## Exercise goal
Return the listing below unchanged, except that the pictures are dropped.

Content starts

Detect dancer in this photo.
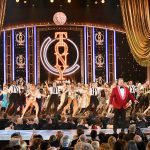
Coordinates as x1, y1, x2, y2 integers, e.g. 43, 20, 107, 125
83, 82, 100, 115
78, 84, 90, 114
7, 81, 20, 115
46, 81, 60, 116
109, 78, 138, 133
62, 82, 78, 117
0, 84, 9, 112
57, 82, 68, 113
21, 84, 39, 119
128, 80, 137, 115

Content ends

## Task result
Detect dancer in this photo.
Coordinates as x1, y1, x2, y2 integers, e.g. 43, 20, 107, 125
83, 82, 100, 115
78, 84, 90, 114
7, 81, 20, 115
46, 81, 60, 116
109, 78, 138, 133
62, 82, 78, 117
0, 84, 9, 112
57, 82, 68, 113
21, 84, 39, 119
128, 80, 137, 115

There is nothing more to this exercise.